### PROBLEM TO WORK ON:
Please copy out all lines of the entries that contain the word "each".

### SUPPLIED INFORMATION:
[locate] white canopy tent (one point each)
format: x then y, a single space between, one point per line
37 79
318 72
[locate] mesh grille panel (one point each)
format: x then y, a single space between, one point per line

### RESPONSE TO THIS TASK:
[locate] white canopy tent (one point each)
[locate] mesh grille panel (one point each)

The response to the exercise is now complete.